» Problem set:
- A) In the passage on the history of ergonomics, copy everything from "In the 19th" down to "limits of work.".
- B) According to the passage on the history of ergonomics, in what year did Wojciech Jastrzebowski use the word "ergonomics"?

» Source passage:
────────

Ergonomics has been defined as the scientific discipline concerned with fitting the job/task to the worker and the history and evolution of ergonomics as a science is a long story. Contrary to popular belief, ergonomics is a field that did not originate in the 1980s due to an influx of injuries in the office work environment. The concept of studying the human body and its relationship to work has been around for a long time. The root of the study is believed to have started with the process of human evolution itself. The importance of a “good fit” between humans and tools was probably realized early in the development of the species. Pre-historic men discovered and engineered many different tools to fit their needs of bare necessities like hunting and eating.
The association between occupations and musculoskeletal injuries was documented centuries ago. Bernardino Ramazzini (1633-1714) wrote about work related complaints that he saw in his medical practice. The term ergonomics however, did not come up until Wojciech Jastrzebowski used the word in 1857 in a philosophical narrative (The Outline of Ergonomics, i.e. Science of Work, Based on the Truths Taken from the Natural Science).
In the 19th century, industry based production was still largely dependent on human power/motion and ergonomic concepts were developing to improve worker productivity. Fredric Winslow Taylor introduced ‘Scientific Management’ proposing ways to improve productivity in factories. Frank and Lilian Gilberth built on that principal to develop ‘Time and Motion Studies’ theory in the 1900s. The theory deals with ways to improve performance by cutting down unnecessary steps and actions while workers performed activities.
Over time, the work revolution changed and advanced as technology increased. The focus of concern has expanded to include worker safety as well as productivity. Research has been done in a variety of areas such as force, awkward postures, and repetition identifying accepted limits or guidelines for limits of work.

────────

(Extracted data entries)
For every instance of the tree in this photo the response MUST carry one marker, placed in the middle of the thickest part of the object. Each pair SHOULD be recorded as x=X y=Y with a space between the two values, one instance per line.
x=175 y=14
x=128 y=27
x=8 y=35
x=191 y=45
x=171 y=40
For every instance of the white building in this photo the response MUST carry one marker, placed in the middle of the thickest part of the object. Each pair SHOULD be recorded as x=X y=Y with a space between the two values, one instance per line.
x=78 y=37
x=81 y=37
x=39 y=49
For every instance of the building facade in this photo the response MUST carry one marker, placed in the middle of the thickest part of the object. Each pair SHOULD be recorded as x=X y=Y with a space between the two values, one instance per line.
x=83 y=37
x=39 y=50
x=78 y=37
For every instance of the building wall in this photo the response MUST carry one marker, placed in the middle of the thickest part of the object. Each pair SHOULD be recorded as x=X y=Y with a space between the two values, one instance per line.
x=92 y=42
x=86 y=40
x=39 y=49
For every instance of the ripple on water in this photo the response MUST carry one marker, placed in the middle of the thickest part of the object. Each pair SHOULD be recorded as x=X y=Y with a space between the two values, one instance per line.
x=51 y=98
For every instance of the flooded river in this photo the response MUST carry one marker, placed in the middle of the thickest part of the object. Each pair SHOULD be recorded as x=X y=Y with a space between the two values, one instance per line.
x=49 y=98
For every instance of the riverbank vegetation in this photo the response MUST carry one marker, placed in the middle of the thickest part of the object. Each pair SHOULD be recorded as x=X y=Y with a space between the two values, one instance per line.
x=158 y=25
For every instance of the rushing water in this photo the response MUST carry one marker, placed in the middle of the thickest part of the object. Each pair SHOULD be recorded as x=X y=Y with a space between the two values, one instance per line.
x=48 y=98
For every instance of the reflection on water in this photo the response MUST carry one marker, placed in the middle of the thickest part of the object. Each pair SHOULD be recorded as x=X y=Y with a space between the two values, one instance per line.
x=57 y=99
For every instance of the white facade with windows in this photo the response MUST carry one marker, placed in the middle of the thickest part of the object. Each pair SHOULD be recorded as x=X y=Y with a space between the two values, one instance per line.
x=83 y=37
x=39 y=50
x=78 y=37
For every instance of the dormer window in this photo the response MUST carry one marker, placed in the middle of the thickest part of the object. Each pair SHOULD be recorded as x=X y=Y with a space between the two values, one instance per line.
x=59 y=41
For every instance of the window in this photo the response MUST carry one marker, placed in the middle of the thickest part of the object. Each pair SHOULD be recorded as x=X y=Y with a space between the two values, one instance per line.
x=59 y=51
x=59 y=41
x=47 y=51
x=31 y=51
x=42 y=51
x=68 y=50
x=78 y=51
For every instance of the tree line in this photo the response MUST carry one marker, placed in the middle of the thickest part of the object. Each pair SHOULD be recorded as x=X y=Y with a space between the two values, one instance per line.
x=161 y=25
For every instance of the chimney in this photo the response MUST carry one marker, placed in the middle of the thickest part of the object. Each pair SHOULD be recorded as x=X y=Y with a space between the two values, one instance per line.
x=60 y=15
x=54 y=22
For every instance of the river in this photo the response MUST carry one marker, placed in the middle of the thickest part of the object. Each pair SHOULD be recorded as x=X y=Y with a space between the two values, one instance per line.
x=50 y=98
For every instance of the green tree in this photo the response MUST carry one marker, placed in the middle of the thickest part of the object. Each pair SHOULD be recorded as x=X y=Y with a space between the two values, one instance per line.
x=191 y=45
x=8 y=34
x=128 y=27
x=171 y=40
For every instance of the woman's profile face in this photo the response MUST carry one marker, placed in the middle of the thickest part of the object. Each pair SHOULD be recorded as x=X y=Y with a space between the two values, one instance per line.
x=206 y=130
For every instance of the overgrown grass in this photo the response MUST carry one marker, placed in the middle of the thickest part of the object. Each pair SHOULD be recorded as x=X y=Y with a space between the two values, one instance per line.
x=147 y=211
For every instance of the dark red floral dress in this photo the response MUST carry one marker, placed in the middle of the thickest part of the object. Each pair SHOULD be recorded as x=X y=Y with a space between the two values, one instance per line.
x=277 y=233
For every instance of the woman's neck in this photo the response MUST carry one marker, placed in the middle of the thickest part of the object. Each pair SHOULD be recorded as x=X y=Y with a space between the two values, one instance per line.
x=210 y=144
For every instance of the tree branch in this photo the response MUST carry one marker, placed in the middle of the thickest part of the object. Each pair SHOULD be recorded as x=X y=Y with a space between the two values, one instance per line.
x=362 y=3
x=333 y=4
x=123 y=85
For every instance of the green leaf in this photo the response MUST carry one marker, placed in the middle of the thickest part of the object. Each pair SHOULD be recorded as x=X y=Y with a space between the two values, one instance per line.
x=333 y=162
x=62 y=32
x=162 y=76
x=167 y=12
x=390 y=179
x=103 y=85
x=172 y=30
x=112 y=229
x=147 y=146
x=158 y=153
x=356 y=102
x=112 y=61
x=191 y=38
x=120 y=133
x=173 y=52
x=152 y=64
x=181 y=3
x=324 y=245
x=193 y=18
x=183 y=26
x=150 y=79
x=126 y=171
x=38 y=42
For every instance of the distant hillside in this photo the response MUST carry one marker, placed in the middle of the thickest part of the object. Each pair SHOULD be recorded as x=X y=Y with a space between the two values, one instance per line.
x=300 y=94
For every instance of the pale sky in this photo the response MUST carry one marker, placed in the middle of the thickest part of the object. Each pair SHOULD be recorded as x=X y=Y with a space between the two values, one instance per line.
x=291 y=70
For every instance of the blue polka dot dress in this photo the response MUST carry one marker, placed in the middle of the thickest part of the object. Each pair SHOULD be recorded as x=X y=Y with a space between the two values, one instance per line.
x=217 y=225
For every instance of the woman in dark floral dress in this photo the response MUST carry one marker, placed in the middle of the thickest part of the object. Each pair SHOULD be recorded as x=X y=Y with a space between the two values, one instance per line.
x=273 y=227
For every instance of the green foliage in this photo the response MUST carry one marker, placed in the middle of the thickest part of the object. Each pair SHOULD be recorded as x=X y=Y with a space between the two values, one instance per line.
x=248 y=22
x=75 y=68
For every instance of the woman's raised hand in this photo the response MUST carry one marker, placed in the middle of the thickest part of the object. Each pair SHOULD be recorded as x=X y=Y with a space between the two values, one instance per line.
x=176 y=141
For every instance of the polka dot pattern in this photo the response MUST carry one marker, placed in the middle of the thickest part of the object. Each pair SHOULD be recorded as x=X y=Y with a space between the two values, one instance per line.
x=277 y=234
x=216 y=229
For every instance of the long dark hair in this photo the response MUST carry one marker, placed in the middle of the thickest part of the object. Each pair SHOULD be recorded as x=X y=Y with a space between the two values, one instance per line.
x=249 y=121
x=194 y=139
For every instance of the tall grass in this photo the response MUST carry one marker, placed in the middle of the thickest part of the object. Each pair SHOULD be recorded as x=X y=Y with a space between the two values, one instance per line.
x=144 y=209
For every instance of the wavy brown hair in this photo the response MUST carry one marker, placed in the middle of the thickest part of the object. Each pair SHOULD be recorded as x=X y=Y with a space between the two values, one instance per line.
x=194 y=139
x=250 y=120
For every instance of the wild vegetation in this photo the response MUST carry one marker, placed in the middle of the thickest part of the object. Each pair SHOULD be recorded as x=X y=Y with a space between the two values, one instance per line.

────────

» Written answers:
- A)
In the 19th century, industry based production was still largely dependent on human power/motion and ergonomic concepts were developing to improve worker productivity. Fredric Winslow Taylor introduced ‘Scientific Management’ proposing ways to improve productivity in factories. Frank and Lilian Gilberth built on that principal to develop ‘Time and Motion Studies’ theory in the 1900s. The theory deals with ways to improve performance by cutting down unnecessary steps and actions while workers performed activities.
Over time, the work revolution changed and advanced as technology increased. The focus of concern has expanded to include worker safety as well as productivity. Research has been done in a variety of areas such as force, awkward postures, and repetition identifying accepted limits or guidelines for limits of work.

- B) 1857